> [TASK]:
Copy every row below word for word, leaving out the pictures.
**** SOURCE MATERIAL
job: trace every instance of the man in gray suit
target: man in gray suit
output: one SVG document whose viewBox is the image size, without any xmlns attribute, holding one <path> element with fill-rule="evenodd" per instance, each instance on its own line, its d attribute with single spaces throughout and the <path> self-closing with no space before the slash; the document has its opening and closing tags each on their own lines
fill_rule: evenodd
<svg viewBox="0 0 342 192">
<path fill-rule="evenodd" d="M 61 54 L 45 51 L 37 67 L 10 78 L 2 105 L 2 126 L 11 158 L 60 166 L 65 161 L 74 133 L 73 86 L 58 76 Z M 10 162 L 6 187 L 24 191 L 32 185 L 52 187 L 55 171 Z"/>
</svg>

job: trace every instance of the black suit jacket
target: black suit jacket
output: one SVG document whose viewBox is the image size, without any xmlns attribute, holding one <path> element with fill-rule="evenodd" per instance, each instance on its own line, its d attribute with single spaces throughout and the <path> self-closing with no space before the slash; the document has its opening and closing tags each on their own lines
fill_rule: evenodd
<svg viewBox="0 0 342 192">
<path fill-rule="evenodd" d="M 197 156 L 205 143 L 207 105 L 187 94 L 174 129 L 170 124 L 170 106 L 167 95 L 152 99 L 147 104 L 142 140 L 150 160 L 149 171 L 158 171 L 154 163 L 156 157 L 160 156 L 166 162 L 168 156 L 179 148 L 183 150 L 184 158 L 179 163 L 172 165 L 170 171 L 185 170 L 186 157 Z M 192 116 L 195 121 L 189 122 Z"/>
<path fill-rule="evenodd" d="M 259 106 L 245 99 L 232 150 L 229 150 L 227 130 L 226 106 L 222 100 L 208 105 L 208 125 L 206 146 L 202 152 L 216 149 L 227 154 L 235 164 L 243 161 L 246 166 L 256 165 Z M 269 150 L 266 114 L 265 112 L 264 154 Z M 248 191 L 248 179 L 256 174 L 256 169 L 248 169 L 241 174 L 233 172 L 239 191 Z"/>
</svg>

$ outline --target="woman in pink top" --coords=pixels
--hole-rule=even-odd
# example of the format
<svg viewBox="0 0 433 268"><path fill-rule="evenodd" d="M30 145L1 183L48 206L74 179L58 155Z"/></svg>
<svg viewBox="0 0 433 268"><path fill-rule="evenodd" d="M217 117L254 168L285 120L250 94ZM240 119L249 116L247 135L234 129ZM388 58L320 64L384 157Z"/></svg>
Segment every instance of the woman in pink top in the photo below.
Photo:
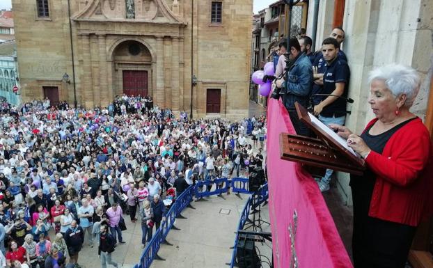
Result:
<svg viewBox="0 0 433 268"><path fill-rule="evenodd" d="M143 206L143 202L148 199L148 196L149 196L149 191L146 187L145 187L145 182L144 180L140 181L139 182L139 189L137 189L138 199L139 199L139 206L140 209L141 209Z"/></svg>
<svg viewBox="0 0 433 268"><path fill-rule="evenodd" d="M117 241L116 235L117 232L117 237L120 244L125 244L122 238L122 230L120 230L120 227L119 227L119 222L120 222L123 214L122 208L118 205L117 203L113 203L111 207L107 210L107 214L109 219L109 225L110 226L110 232L113 235L115 241Z"/></svg>

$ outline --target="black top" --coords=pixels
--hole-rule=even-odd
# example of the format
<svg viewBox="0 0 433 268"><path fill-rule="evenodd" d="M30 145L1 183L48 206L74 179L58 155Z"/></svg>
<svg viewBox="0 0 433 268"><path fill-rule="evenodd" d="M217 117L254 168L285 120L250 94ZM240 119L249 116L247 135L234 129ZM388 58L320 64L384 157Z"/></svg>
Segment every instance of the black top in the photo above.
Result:
<svg viewBox="0 0 433 268"><path fill-rule="evenodd" d="M332 94L336 90L336 83L345 83L345 89L342 97L347 97L349 80L350 79L350 70L347 63L337 56L330 65L326 67L323 74L323 86L322 94ZM322 96L322 100L327 97ZM340 117L346 115L346 101L343 98L338 98L332 103L323 108L320 113L324 117Z"/></svg>
<svg viewBox="0 0 433 268"><path fill-rule="evenodd" d="M372 151L381 155L384 151L384 148L385 148L385 145L389 139L394 134L394 133L397 132L398 129L403 127L406 124L416 118L417 118L415 117L414 118L407 120L404 122L402 122L391 129L379 134L379 135L371 135L368 132L370 132L370 129L371 129L373 125L375 125L375 123L365 129L365 131L361 135L361 137L364 140L367 145L370 148L370 149L371 149ZM363 200L361 201L364 204L364 205L367 206L364 207L368 210L370 207L370 201L371 200L373 194L373 189L375 188L375 182L376 175L369 168L367 168L364 174L361 176L354 175L351 175L350 176L349 184L352 187L352 191L356 191L359 193L362 192L361 196L363 196L363 198L361 198ZM354 202L355 200L354 199Z"/></svg>

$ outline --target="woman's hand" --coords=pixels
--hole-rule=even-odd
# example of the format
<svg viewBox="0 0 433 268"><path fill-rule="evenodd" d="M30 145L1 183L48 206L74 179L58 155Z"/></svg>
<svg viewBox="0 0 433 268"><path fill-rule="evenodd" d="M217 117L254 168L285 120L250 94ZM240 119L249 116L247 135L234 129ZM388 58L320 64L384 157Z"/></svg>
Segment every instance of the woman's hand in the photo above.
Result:
<svg viewBox="0 0 433 268"><path fill-rule="evenodd" d="M364 140L354 134L349 135L347 138L347 145L361 155L362 158L365 158L370 152L371 152L371 149L367 146Z"/></svg>
<svg viewBox="0 0 433 268"><path fill-rule="evenodd" d="M332 129L336 130L337 134L345 139L347 139L349 138L349 136L352 134L350 129L343 125L329 124L329 127Z"/></svg>

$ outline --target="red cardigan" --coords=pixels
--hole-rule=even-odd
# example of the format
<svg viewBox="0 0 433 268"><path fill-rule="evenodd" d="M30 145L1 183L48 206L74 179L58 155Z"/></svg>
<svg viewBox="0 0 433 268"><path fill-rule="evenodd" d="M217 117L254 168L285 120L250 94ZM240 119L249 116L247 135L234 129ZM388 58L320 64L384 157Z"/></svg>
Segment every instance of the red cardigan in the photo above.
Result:
<svg viewBox="0 0 433 268"><path fill-rule="evenodd" d="M365 129L377 121L371 120ZM373 151L368 155L367 166L377 175L369 216L411 226L419 224L432 205L432 151L428 130L416 118L390 138L381 155Z"/></svg>

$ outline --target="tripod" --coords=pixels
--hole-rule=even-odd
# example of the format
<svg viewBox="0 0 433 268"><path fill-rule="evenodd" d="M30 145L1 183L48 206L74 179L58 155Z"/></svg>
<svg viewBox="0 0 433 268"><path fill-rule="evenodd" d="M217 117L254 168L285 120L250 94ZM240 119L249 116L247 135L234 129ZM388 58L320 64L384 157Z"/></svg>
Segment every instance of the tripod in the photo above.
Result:
<svg viewBox="0 0 433 268"><path fill-rule="evenodd" d="M250 214L253 214L253 221L250 220L249 218L248 219L249 223L245 224L244 230L248 230L249 228L253 228L253 230L256 231L258 230L262 230L262 224L266 223L268 226L270 226L271 223L265 221L262 219L262 214L260 211L262 210L262 204L258 201L259 199L259 191L256 191L254 194L253 194L253 204L251 207L253 207L253 210ZM255 205L258 204L258 205ZM255 207L253 206L255 206ZM258 215L256 216L256 214Z"/></svg>

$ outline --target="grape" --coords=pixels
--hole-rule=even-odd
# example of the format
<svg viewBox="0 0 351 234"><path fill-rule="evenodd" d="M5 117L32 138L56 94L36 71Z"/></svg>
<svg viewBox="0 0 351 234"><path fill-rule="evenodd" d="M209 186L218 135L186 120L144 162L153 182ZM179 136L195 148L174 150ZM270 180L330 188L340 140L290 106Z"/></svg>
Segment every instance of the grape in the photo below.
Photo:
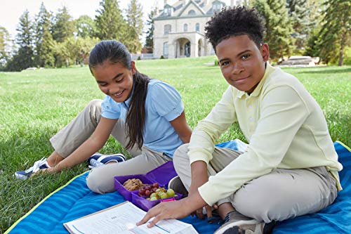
********
> [TASK RESPONSE]:
job: trace every instance of the man in gray suit
target: man in gray suit
output: one SVG document whose viewBox is the image size, without any xmlns attribute, holding one <path> element with fill-rule="evenodd" per instance, each instance on its own line, its d attribute with single spaces throughout and the <path> self-closing with no space before the slash; the document has its opening and closing tags each on their own lines
fill_rule: evenodd
<svg viewBox="0 0 342 192">
<path fill-rule="evenodd" d="M 61 54 L 45 51 L 37 67 L 10 78 L 2 105 L 2 126 L 11 158 L 60 166 L 65 161 L 74 133 L 73 86 L 58 76 Z M 10 162 L 6 187 L 24 191 L 32 185 L 52 187 L 55 171 Z"/>
</svg>

job: trace every instance of the black suit jacket
target: black suit jacket
output: one SVG document whose viewBox is the image size, without any xmlns attribute, holding one <path> element with fill-rule="evenodd" per instance, each instance on its own line, its d attribute with single spaces throughout and the <path> self-closing with no space before the slash; the document has its opening and closing tags each on their own lines
fill_rule: evenodd
<svg viewBox="0 0 342 192">
<path fill-rule="evenodd" d="M 197 156 L 205 143 L 207 105 L 187 94 L 174 129 L 170 124 L 170 106 L 167 95 L 152 99 L 147 104 L 142 140 L 150 160 L 149 171 L 158 171 L 154 163 L 156 157 L 160 156 L 166 162 L 168 156 L 179 148 L 183 150 L 184 158 L 179 163 L 172 165 L 170 171 L 185 170 L 186 157 Z M 192 116 L 195 121 L 189 122 Z"/>
<path fill-rule="evenodd" d="M 259 106 L 245 99 L 232 150 L 229 150 L 227 130 L 226 106 L 222 100 L 208 105 L 208 125 L 206 146 L 202 152 L 216 149 L 227 154 L 235 164 L 243 161 L 246 166 L 256 165 Z M 269 150 L 266 114 L 265 112 L 264 154 Z M 248 191 L 248 179 L 256 174 L 256 169 L 248 169 L 241 174 L 233 172 L 239 191 Z"/>
</svg>

$ outline --target="woman in pink top" --coords=pixels
--hole-rule=even-odd
# example of the format
<svg viewBox="0 0 433 268"><path fill-rule="evenodd" d="M30 145L1 183L48 206L74 179L58 155Z"/></svg>
<svg viewBox="0 0 433 268"><path fill-rule="evenodd" d="M217 117L254 168L285 120L250 94ZM240 119L249 116L247 135L234 129ZM388 58L320 64L384 157Z"/></svg>
Segment every instance of the woman in pink top in the photo below.
Photo:
Result:
<svg viewBox="0 0 433 268"><path fill-rule="evenodd" d="M143 206L143 202L148 199L148 196L149 196L149 191L146 187L145 187L145 182L144 180L140 181L139 182L139 189L137 189L138 199L139 199L139 206L140 209L141 209Z"/></svg>
<svg viewBox="0 0 433 268"><path fill-rule="evenodd" d="M117 241L116 235L117 232L117 237L120 244L125 244L122 238L122 230L120 230L120 227L119 227L119 222L120 222L123 214L122 208L118 205L117 203L113 203L111 207L107 210L107 214L109 219L109 225L110 226L110 232L113 235L115 241Z"/></svg>

$ outline --target="black top" --coords=pixels
--hole-rule=even-odd
# example of the format
<svg viewBox="0 0 433 268"><path fill-rule="evenodd" d="M30 145L1 183L48 206L74 179L58 155Z"/></svg>
<svg viewBox="0 0 433 268"><path fill-rule="evenodd" d="M217 117L254 168L285 120L250 94ZM240 119L249 116L247 135L234 129ZM388 58L320 64L384 157Z"/></svg>
Segment every instance of the black top in the photo above.
Result:
<svg viewBox="0 0 433 268"><path fill-rule="evenodd" d="M332 94L336 90L336 83L345 83L345 89L342 97L347 97L349 80L350 79L350 70L347 63L337 56L330 65L326 67L323 74L323 86L322 94ZM322 96L322 100L327 97ZM340 117L346 115L346 101L343 98L338 98L332 103L323 108L320 113L324 117Z"/></svg>
<svg viewBox="0 0 433 268"><path fill-rule="evenodd" d="M372 151L381 155L384 151L384 148L385 148L385 145L389 139L394 134L394 133L397 132L398 129L403 127L406 124L416 118L417 118L415 117L414 118L407 120L404 122L402 122L391 129L379 134L379 135L371 135L368 132L370 132L370 129L371 129L373 125L375 125L375 123L365 129L365 131L361 135L361 137L364 140L367 145L370 148L370 149L371 149ZM363 200L361 201L364 204L364 205L367 206L364 207L368 210L370 207L370 201L371 200L373 194L373 189L375 188L375 182L376 175L369 168L367 168L364 174L361 176L354 175L351 175L350 176L349 184L352 187L352 191L356 191L359 193L362 192L361 196L363 196L363 198L361 198ZM354 202L355 200L354 199Z"/></svg>

$ outline --target="woman's hand" --coords=pixels
--hole-rule=even-odd
# example of the format
<svg viewBox="0 0 433 268"><path fill-rule="evenodd" d="M30 145L1 183L48 206L74 179L58 155Z"/></svg>
<svg viewBox="0 0 433 268"><path fill-rule="evenodd" d="M217 117L254 168L285 120L250 94ZM240 119L249 116L247 135L234 129ZM388 58L320 64L384 157Z"/></svg>
Segment every instance of the woman's hand in the photo above.
Result:
<svg viewBox="0 0 433 268"><path fill-rule="evenodd" d="M364 140L354 134L349 135L347 138L347 145L361 155L362 158L365 158L370 152L371 152L371 149L367 146Z"/></svg>
<svg viewBox="0 0 433 268"><path fill-rule="evenodd" d="M332 129L336 130L337 134L345 139L347 139L349 138L349 136L352 134L350 129L343 125L329 124L329 127Z"/></svg>

$ outline --target="red cardigan" --coords=pixels
--hole-rule=even-odd
# example of the format
<svg viewBox="0 0 433 268"><path fill-rule="evenodd" d="M30 145L1 183L48 206L74 179L58 155Z"/></svg>
<svg viewBox="0 0 433 268"><path fill-rule="evenodd" d="M217 117L254 168L285 120L250 94ZM240 119L249 116L247 135L234 129ZM388 58L320 64L384 157Z"/></svg>
Segment every instance of the red cardigan in the photo above.
Result:
<svg viewBox="0 0 433 268"><path fill-rule="evenodd" d="M365 129L377 121L371 120ZM373 151L368 155L367 166L377 175L369 216L411 226L419 224L432 205L432 151L428 130L416 118L390 138L381 155Z"/></svg>

$ outline --target="tripod" --coords=pixels
--hole-rule=even-odd
# example of the format
<svg viewBox="0 0 433 268"><path fill-rule="evenodd" d="M30 145L1 183L48 206L74 179L58 155Z"/></svg>
<svg viewBox="0 0 433 268"><path fill-rule="evenodd" d="M217 117L254 168L285 120L250 94ZM240 119L249 116L247 135L234 129ZM388 58L320 64L384 157Z"/></svg>
Segment every instance of the tripod in the photo above.
Result:
<svg viewBox="0 0 433 268"><path fill-rule="evenodd" d="M250 214L253 214L253 221L250 220L249 218L248 219L249 223L245 224L244 230L248 230L249 228L253 228L253 230L256 231L258 230L262 230L262 224L266 223L268 226L270 226L271 223L265 221L262 219L262 214L260 211L262 210L262 204L258 201L259 199L259 191L256 191L254 194L253 194L253 204L251 207L253 207L253 210ZM255 205L258 204L258 205ZM255 207L253 206L255 206ZM258 215L256 216L256 214Z"/></svg>

$ outline --target="grape" --coords=pixels
--hole-rule=even-odd
# example of the format
<svg viewBox="0 0 351 234"><path fill-rule="evenodd" d="M5 117L32 138L56 94L36 71Z"/></svg>
<svg viewBox="0 0 351 234"><path fill-rule="evenodd" d="M209 186L218 135L186 120L144 162L153 182ZM179 136L195 148L174 150ZM270 180L330 188L340 140L290 106Z"/></svg>
Segment every instance of the grape in the photo below.
Photo:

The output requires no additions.